◆ Excerpted data

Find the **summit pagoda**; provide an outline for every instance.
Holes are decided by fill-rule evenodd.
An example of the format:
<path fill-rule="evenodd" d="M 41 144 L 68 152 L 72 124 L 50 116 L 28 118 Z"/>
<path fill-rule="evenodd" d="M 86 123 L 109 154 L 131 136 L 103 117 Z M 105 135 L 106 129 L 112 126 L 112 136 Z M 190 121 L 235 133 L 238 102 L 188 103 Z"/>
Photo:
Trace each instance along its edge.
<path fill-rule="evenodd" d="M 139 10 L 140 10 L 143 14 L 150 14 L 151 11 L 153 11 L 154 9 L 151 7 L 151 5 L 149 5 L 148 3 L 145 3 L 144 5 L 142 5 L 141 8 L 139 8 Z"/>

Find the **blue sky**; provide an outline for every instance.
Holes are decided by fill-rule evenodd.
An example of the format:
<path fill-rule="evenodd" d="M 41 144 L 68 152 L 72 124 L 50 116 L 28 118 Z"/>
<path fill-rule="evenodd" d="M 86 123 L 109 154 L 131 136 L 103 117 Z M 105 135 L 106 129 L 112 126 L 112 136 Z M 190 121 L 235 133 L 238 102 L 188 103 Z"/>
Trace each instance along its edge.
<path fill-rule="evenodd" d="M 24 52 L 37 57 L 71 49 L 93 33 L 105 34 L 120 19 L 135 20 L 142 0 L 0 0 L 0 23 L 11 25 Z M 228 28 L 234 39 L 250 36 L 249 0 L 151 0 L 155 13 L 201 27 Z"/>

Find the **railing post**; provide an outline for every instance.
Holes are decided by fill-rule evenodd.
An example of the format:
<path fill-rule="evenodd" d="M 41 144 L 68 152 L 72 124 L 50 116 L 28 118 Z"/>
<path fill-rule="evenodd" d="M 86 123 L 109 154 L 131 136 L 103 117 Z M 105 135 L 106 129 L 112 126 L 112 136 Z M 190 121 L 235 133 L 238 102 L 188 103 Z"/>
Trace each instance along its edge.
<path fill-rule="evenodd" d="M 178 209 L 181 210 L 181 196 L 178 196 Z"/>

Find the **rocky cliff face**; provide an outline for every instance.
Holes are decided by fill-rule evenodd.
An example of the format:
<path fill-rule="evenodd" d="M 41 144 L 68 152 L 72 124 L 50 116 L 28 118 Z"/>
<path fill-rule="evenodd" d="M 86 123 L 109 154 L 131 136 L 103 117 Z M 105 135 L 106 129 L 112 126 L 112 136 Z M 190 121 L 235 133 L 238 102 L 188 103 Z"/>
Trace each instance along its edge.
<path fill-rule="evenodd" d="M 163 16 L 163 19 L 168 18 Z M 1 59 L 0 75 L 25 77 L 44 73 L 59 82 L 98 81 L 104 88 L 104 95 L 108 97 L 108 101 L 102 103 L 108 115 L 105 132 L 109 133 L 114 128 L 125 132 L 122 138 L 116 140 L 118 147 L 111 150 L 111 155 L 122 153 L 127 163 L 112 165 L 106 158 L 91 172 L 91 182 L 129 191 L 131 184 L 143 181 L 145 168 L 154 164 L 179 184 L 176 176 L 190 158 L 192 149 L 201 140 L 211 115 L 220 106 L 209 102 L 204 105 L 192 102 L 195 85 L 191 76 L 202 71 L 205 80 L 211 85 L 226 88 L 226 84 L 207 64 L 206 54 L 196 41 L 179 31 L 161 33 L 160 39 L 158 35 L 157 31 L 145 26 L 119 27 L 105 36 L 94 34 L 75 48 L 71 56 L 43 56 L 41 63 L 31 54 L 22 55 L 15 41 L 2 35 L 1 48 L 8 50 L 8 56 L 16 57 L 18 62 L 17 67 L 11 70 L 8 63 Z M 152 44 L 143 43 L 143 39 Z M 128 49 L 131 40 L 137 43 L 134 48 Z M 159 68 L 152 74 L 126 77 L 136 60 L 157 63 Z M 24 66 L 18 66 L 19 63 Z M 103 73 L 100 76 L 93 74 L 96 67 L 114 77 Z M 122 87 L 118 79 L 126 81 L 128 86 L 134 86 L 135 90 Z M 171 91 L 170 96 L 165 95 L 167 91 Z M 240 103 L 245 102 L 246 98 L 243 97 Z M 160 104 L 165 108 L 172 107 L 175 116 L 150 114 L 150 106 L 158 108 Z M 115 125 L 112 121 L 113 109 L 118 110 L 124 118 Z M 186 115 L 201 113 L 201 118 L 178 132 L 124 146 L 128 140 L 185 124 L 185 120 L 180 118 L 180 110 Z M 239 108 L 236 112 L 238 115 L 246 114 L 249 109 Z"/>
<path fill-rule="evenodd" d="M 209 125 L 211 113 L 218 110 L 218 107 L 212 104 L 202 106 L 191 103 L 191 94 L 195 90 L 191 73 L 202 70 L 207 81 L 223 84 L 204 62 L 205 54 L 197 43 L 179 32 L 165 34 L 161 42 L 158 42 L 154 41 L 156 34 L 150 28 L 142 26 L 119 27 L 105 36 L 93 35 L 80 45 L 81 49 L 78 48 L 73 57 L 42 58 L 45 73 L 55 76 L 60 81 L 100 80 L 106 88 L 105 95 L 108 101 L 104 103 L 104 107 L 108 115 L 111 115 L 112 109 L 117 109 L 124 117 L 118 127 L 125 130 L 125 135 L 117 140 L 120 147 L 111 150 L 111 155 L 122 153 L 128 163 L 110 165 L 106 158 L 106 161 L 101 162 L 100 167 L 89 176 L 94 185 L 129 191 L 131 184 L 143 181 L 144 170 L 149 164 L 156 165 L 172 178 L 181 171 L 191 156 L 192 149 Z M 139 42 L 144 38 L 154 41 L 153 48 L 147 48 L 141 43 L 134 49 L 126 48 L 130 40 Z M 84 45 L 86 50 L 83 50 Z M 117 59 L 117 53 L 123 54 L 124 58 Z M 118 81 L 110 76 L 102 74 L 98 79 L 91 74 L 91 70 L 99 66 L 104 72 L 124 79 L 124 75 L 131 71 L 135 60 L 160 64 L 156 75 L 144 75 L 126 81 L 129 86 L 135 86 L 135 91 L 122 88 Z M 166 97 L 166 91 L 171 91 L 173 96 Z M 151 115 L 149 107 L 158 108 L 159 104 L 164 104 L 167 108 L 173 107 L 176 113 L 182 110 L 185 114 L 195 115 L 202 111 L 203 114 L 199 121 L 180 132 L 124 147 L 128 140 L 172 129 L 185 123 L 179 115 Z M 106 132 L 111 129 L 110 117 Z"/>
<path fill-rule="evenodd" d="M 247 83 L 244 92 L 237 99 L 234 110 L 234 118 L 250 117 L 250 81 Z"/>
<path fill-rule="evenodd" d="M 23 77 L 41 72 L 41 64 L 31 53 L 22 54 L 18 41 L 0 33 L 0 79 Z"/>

◆ Written task
Rewrite the entries above with "along its edge" swapped out for "around its border" everywhere, keeping all other text the same.

◆ Finished exercise
Find the **summit pagoda**; provide an outline for every instance.
Holes are decided by fill-rule evenodd.
An example of the format:
<path fill-rule="evenodd" d="M 41 144 L 68 152 L 72 124 L 50 116 L 28 118 Z"/>
<path fill-rule="evenodd" d="M 86 123 L 109 154 L 131 136 L 103 117 Z M 105 135 L 106 129 L 112 126 L 112 136 Z M 190 121 L 235 133 L 238 102 L 188 103 Z"/>
Photo:
Trace each instance around its border.
<path fill-rule="evenodd" d="M 139 10 L 140 10 L 143 14 L 150 14 L 151 11 L 153 11 L 154 9 L 151 7 L 151 5 L 149 5 L 148 3 L 145 3 L 144 5 L 142 5 L 141 8 L 139 8 Z"/>

Find the **blue sky**; provide an outline for every instance.
Holes are decided by fill-rule evenodd.
An example of the format:
<path fill-rule="evenodd" d="M 41 144 L 68 152 L 72 124 L 50 116 L 28 118 Z"/>
<path fill-rule="evenodd" d="M 86 123 L 109 154 L 131 136 L 103 117 Z M 105 135 L 106 129 L 112 126 L 112 136 Z M 190 121 L 235 133 L 238 102 L 188 103 Z"/>
Trace each instance around its border.
<path fill-rule="evenodd" d="M 24 52 L 37 57 L 71 49 L 93 33 L 105 34 L 120 19 L 135 20 L 142 0 L 0 0 L 0 23 L 11 25 Z M 228 28 L 234 39 L 250 36 L 249 0 L 151 0 L 155 13 L 201 27 Z"/>

Find the **railing post**; provide an outline for every instance.
Holes are decided by fill-rule evenodd.
An example of the format:
<path fill-rule="evenodd" d="M 41 144 L 68 152 L 72 124 L 50 116 L 28 118 Z"/>
<path fill-rule="evenodd" d="M 86 123 L 109 154 L 131 136 L 103 117 Z M 105 135 L 106 129 L 112 126 L 112 136 Z M 190 121 L 235 133 L 238 102 L 188 103 Z"/>
Trace each instance around its border.
<path fill-rule="evenodd" d="M 178 209 L 181 210 L 181 196 L 178 196 Z"/>

Find the **rocky cliff face**; provide an outline for every instance.
Holes are decided by fill-rule evenodd.
An example of the format:
<path fill-rule="evenodd" d="M 41 144 L 68 152 L 72 124 L 50 116 L 28 118 Z"/>
<path fill-rule="evenodd" d="M 86 123 L 109 154 L 131 136 L 103 117 Z M 105 135 L 106 129 L 112 126 L 112 136 Z M 190 121 L 235 133 L 238 102 L 188 103 Z"/>
Trace each instance around its border.
<path fill-rule="evenodd" d="M 163 16 L 163 19 L 168 18 Z M 1 59 L 0 75 L 25 77 L 44 73 L 59 82 L 98 81 L 104 88 L 104 95 L 108 97 L 108 101 L 102 103 L 108 115 L 105 132 L 109 133 L 114 128 L 125 132 L 122 138 L 116 140 L 118 147 L 111 150 L 111 155 L 122 153 L 127 163 L 112 165 L 106 158 L 91 172 L 91 182 L 129 191 L 131 184 L 143 181 L 145 168 L 154 164 L 179 184 L 176 176 L 190 158 L 192 149 L 201 140 L 211 115 L 220 106 L 209 102 L 204 105 L 192 102 L 195 85 L 191 76 L 202 71 L 205 80 L 211 85 L 226 88 L 226 84 L 207 64 L 206 54 L 196 41 L 179 31 L 161 33 L 160 39 L 158 35 L 157 31 L 145 26 L 119 27 L 105 36 L 94 34 L 75 48 L 71 56 L 43 56 L 41 63 L 31 54 L 22 55 L 15 41 L 2 35 L 1 48 L 8 50 L 8 56 L 16 57 L 18 62 L 17 67 L 11 70 L 8 63 Z M 152 44 L 143 43 L 143 39 Z M 128 49 L 131 40 L 137 43 L 134 48 Z M 159 68 L 152 74 L 126 77 L 136 60 L 157 63 Z M 24 66 L 18 66 L 19 63 Z M 103 73 L 100 76 L 93 74 L 96 67 L 114 77 Z M 122 87 L 118 79 L 126 81 L 128 86 L 134 86 L 135 90 Z M 171 91 L 170 96 L 165 95 L 167 91 Z M 240 103 L 245 102 L 246 98 L 243 97 Z M 160 104 L 165 108 L 172 107 L 175 116 L 150 114 L 150 106 L 158 108 Z M 115 125 L 112 121 L 113 109 L 118 110 L 124 118 Z M 186 115 L 201 113 L 201 118 L 178 132 L 124 146 L 128 140 L 185 124 L 185 120 L 180 118 L 180 110 Z M 239 108 L 236 112 L 238 115 L 246 114 L 249 109 Z"/>
<path fill-rule="evenodd" d="M 209 125 L 211 113 L 218 110 L 218 107 L 212 104 L 202 106 L 191 103 L 191 94 L 195 90 L 191 73 L 202 70 L 207 81 L 223 84 L 204 62 L 205 54 L 197 43 L 179 32 L 165 34 L 161 42 L 158 42 L 154 41 L 156 34 L 150 28 L 142 26 L 119 27 L 105 36 L 93 35 L 80 45 L 81 49 L 78 48 L 73 57 L 42 58 L 45 73 L 55 76 L 60 81 L 100 80 L 106 88 L 105 95 L 108 101 L 104 103 L 104 107 L 108 115 L 111 115 L 112 109 L 117 109 L 124 117 L 118 127 L 125 130 L 125 135 L 117 140 L 120 147 L 111 150 L 111 155 L 122 153 L 128 163 L 110 165 L 106 158 L 106 161 L 101 162 L 100 167 L 89 176 L 94 185 L 129 191 L 131 184 L 143 181 L 144 170 L 149 164 L 156 165 L 172 178 L 181 171 L 191 156 L 192 149 Z M 139 42 L 144 38 L 154 41 L 153 48 L 147 48 L 141 43 L 134 49 L 126 48 L 130 40 Z M 84 45 L 86 50 L 83 50 Z M 117 59 L 117 53 L 123 54 L 124 58 Z M 118 81 L 110 76 L 102 74 L 98 79 L 91 74 L 91 70 L 99 66 L 104 72 L 124 79 L 124 75 L 131 71 L 135 60 L 160 64 L 156 75 L 144 75 L 126 81 L 129 86 L 135 86 L 135 91 L 122 88 Z M 166 97 L 166 91 L 171 91 L 173 96 Z M 151 115 L 149 107 L 158 108 L 159 104 L 164 104 L 167 108 L 173 107 L 176 113 L 182 110 L 185 114 L 195 115 L 202 111 L 203 114 L 199 121 L 180 132 L 124 147 L 128 140 L 172 129 L 185 123 L 179 115 Z M 106 132 L 111 129 L 110 117 Z"/>
<path fill-rule="evenodd" d="M 247 83 L 244 92 L 237 99 L 234 110 L 234 118 L 250 117 L 250 81 Z"/>
<path fill-rule="evenodd" d="M 23 77 L 41 72 L 41 64 L 31 53 L 22 54 L 18 41 L 0 33 L 0 79 Z"/>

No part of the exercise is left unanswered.